### [About this task]
Each line of the listing that includes the string "below" needs to be located and copied.

=== Begin Enclosure ===

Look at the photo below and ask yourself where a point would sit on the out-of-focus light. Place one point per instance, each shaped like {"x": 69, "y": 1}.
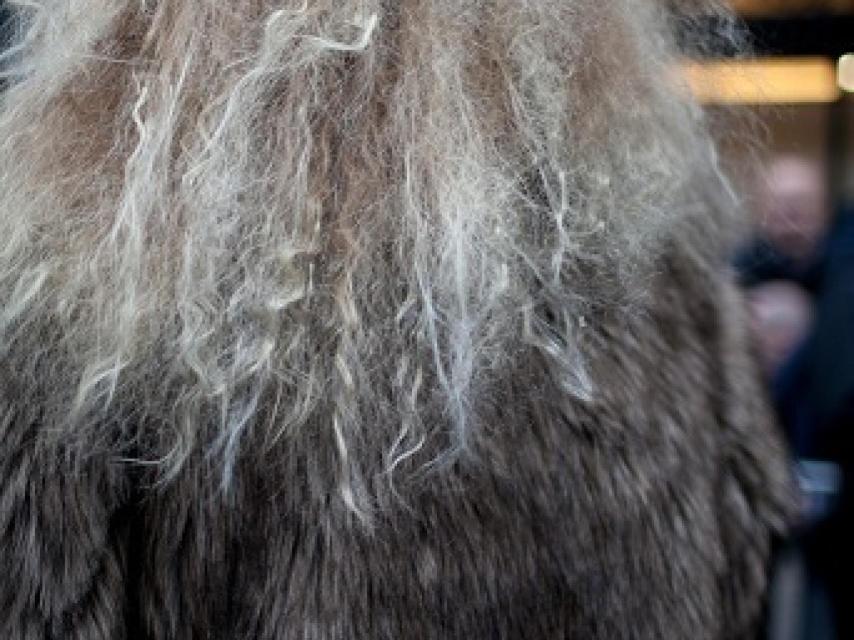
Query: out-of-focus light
{"x": 764, "y": 81}
{"x": 845, "y": 72}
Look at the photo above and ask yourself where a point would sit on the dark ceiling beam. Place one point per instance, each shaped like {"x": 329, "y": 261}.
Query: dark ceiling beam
{"x": 807, "y": 35}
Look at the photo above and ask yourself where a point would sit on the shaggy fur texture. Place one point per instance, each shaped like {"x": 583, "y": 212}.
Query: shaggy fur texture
{"x": 369, "y": 319}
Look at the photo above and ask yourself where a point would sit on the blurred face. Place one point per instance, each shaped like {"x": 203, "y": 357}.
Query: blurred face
{"x": 781, "y": 316}
{"x": 794, "y": 207}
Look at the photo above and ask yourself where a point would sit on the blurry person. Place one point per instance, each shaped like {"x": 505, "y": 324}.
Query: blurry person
{"x": 793, "y": 219}
{"x": 333, "y": 319}
{"x": 781, "y": 315}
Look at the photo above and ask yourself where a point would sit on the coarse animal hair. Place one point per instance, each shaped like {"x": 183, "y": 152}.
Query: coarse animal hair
{"x": 370, "y": 318}
{"x": 353, "y": 209}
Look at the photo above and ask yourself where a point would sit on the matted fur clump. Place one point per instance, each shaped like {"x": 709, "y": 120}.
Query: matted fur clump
{"x": 373, "y": 293}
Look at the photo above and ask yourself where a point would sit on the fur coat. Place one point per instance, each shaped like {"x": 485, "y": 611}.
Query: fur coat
{"x": 335, "y": 320}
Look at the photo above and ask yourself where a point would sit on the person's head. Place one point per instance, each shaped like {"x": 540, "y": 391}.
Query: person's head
{"x": 794, "y": 208}
{"x": 781, "y": 318}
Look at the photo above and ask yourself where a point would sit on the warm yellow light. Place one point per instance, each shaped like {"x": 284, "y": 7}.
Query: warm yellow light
{"x": 765, "y": 81}
{"x": 845, "y": 72}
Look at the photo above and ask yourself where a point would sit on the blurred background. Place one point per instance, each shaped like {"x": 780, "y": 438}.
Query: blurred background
{"x": 783, "y": 108}
{"x": 782, "y": 102}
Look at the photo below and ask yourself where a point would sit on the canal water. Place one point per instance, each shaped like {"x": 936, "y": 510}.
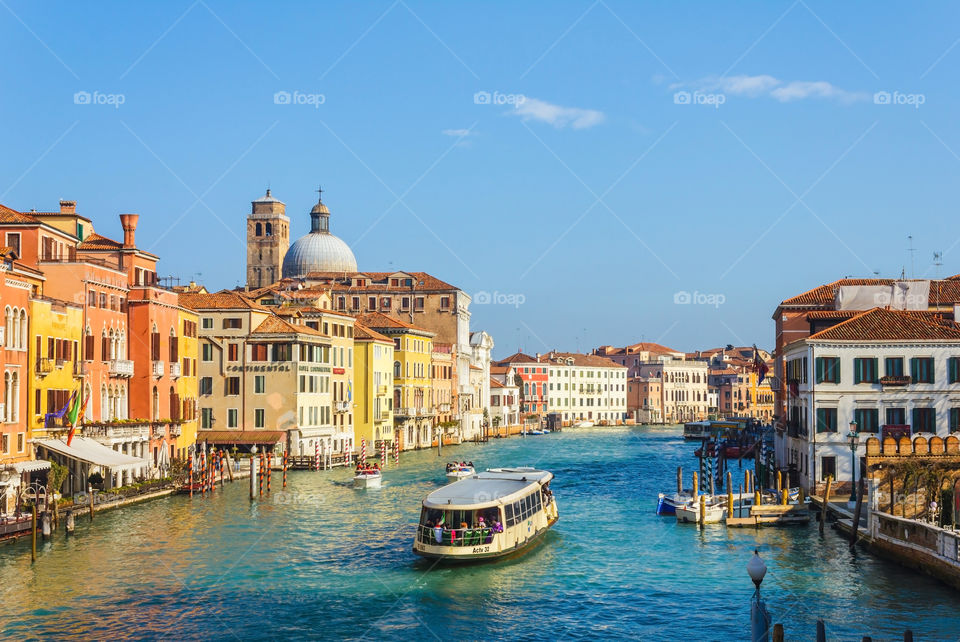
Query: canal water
{"x": 324, "y": 560}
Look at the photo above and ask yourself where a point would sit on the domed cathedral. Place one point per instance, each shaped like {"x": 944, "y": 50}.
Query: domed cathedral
{"x": 268, "y": 237}
{"x": 318, "y": 251}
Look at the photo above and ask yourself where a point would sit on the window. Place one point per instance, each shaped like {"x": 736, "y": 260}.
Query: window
{"x": 924, "y": 420}
{"x": 893, "y": 366}
{"x": 953, "y": 369}
{"x": 865, "y": 370}
{"x": 826, "y": 420}
{"x": 827, "y": 369}
{"x": 828, "y": 467}
{"x": 868, "y": 419}
{"x": 921, "y": 369}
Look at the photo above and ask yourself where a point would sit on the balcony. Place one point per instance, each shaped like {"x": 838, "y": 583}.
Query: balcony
{"x": 121, "y": 368}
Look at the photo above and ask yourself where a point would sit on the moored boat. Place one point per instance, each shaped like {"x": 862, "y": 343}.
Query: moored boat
{"x": 491, "y": 514}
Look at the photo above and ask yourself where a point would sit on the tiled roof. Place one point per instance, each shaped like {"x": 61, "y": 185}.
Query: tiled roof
{"x": 586, "y": 360}
{"x": 8, "y": 215}
{"x": 98, "y": 242}
{"x": 379, "y": 320}
{"x": 518, "y": 357}
{"x": 364, "y": 333}
{"x": 223, "y": 300}
{"x": 880, "y": 324}
{"x": 275, "y": 325}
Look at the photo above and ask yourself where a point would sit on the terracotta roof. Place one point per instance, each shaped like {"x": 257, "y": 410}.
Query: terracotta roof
{"x": 8, "y": 215}
{"x": 363, "y": 333}
{"x": 98, "y": 242}
{"x": 880, "y": 324}
{"x": 275, "y": 325}
{"x": 223, "y": 300}
{"x": 518, "y": 357}
{"x": 586, "y": 360}
{"x": 379, "y": 320}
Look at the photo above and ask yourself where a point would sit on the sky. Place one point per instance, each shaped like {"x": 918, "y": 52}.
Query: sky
{"x": 591, "y": 173}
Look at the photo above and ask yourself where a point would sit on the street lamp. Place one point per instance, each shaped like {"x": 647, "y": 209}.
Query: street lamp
{"x": 759, "y": 618}
{"x": 854, "y": 439}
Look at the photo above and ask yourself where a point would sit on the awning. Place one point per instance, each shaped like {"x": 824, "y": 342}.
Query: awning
{"x": 241, "y": 437}
{"x": 93, "y": 452}
{"x": 31, "y": 466}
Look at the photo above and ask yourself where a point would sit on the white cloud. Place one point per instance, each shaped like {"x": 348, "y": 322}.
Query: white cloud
{"x": 766, "y": 85}
{"x": 557, "y": 115}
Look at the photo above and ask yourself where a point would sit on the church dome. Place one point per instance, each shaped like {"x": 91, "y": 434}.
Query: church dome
{"x": 318, "y": 251}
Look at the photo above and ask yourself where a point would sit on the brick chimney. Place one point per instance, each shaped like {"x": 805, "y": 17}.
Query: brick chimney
{"x": 129, "y": 223}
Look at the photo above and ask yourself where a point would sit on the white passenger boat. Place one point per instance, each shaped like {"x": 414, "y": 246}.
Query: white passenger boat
{"x": 459, "y": 471}
{"x": 369, "y": 478}
{"x": 491, "y": 514}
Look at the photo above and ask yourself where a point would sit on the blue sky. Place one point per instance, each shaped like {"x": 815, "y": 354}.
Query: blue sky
{"x": 739, "y": 153}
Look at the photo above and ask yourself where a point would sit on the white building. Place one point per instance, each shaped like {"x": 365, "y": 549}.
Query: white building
{"x": 586, "y": 387}
{"x": 685, "y": 390}
{"x": 892, "y": 372}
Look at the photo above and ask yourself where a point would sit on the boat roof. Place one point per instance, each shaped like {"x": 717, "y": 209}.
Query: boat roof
{"x": 493, "y": 487}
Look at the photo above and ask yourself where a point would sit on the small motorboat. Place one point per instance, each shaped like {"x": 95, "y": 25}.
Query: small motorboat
{"x": 367, "y": 478}
{"x": 715, "y": 510}
{"x": 456, "y": 471}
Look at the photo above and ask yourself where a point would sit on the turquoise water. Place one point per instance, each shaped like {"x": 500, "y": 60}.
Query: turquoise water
{"x": 324, "y": 560}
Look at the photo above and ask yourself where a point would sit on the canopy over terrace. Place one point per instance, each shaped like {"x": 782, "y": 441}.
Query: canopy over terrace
{"x": 243, "y": 439}
{"x": 85, "y": 456}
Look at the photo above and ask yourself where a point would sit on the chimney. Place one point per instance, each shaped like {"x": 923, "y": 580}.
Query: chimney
{"x": 129, "y": 223}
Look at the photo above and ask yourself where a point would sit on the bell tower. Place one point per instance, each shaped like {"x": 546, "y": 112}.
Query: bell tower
{"x": 268, "y": 237}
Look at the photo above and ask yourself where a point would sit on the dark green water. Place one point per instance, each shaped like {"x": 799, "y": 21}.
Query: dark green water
{"x": 324, "y": 560}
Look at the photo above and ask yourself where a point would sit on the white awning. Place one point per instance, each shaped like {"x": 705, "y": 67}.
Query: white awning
{"x": 31, "y": 466}
{"x": 93, "y": 452}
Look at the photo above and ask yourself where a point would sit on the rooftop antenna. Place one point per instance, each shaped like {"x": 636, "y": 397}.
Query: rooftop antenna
{"x": 911, "y": 250}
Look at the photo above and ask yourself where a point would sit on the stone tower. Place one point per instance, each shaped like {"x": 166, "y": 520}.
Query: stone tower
{"x": 268, "y": 237}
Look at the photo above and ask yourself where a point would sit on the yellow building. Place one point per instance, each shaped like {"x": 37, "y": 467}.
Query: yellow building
{"x": 412, "y": 387}
{"x": 187, "y": 384}
{"x": 372, "y": 387}
{"x": 54, "y": 360}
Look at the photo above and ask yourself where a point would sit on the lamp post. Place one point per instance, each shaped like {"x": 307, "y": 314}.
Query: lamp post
{"x": 759, "y": 618}
{"x": 854, "y": 439}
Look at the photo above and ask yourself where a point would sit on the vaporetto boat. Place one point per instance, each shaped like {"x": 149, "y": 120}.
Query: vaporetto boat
{"x": 491, "y": 514}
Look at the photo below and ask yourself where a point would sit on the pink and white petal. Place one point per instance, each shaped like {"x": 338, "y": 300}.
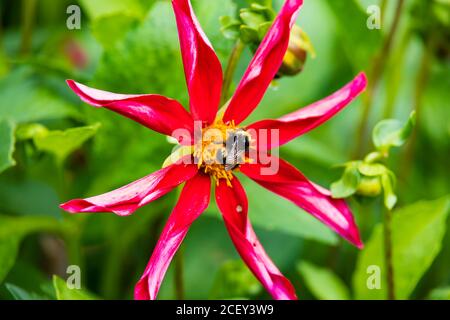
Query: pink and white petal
{"x": 201, "y": 66}
{"x": 124, "y": 201}
{"x": 161, "y": 114}
{"x": 194, "y": 199}
{"x": 264, "y": 65}
{"x": 291, "y": 184}
{"x": 233, "y": 204}
{"x": 306, "y": 119}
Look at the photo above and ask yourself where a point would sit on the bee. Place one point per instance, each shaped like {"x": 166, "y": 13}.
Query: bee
{"x": 235, "y": 148}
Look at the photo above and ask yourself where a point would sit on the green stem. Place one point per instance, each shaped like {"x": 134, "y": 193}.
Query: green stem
{"x": 387, "y": 223}
{"x": 179, "y": 276}
{"x": 28, "y": 19}
{"x": 419, "y": 90}
{"x": 231, "y": 68}
{"x": 375, "y": 77}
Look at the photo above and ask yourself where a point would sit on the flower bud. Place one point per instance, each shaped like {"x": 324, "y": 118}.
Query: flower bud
{"x": 369, "y": 187}
{"x": 295, "y": 57}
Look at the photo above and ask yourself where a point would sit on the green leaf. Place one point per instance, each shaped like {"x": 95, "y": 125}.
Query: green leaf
{"x": 12, "y": 232}
{"x": 390, "y": 199}
{"x": 417, "y": 234}
{"x": 234, "y": 279}
{"x": 392, "y": 133}
{"x": 113, "y": 27}
{"x": 21, "y": 294}
{"x": 271, "y": 212}
{"x": 24, "y": 98}
{"x": 63, "y": 292}
{"x": 323, "y": 283}
{"x": 101, "y": 8}
{"x": 6, "y": 144}
{"x": 440, "y": 294}
{"x": 63, "y": 143}
{"x": 348, "y": 184}
{"x": 359, "y": 43}
{"x": 372, "y": 169}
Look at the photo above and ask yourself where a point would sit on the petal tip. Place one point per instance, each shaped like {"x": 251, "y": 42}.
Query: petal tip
{"x": 73, "y": 206}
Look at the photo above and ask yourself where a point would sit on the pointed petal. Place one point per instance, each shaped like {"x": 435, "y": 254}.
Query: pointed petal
{"x": 291, "y": 184}
{"x": 126, "y": 200}
{"x": 201, "y": 65}
{"x": 194, "y": 199}
{"x": 300, "y": 122}
{"x": 233, "y": 204}
{"x": 161, "y": 114}
{"x": 264, "y": 65}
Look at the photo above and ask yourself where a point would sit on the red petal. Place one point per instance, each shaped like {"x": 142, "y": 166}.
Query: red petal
{"x": 233, "y": 204}
{"x": 299, "y": 122}
{"x": 156, "y": 112}
{"x": 264, "y": 65}
{"x": 126, "y": 200}
{"x": 289, "y": 183}
{"x": 194, "y": 199}
{"x": 201, "y": 65}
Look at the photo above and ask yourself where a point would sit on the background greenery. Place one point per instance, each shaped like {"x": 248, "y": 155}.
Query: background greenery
{"x": 54, "y": 148}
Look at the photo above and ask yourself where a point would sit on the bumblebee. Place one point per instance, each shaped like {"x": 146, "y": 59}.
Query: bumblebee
{"x": 234, "y": 150}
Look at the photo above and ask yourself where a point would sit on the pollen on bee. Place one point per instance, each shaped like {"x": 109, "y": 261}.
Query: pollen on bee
{"x": 216, "y": 155}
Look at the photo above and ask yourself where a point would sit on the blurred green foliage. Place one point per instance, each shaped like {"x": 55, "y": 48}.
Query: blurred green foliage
{"x": 131, "y": 46}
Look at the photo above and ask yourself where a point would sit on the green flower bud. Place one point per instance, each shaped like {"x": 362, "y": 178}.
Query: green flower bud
{"x": 295, "y": 57}
{"x": 369, "y": 187}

=== End Enclosure ===

### [Solution to this task]
Look at the photo below and ask yourself where a point would sit on the out-of-focus light. Place one point per instance, each shaped like {"x": 69, "y": 1}.
Look at the photo below and ask yourself where a point would sit on the canal water. Place one point per instance, each shaped like {"x": 936, "y": 510}.
Look at the photo below and ask yourself where a point would sit on the pink and white petal. Place one point per instance, each shaped like {"x": 338, "y": 300}.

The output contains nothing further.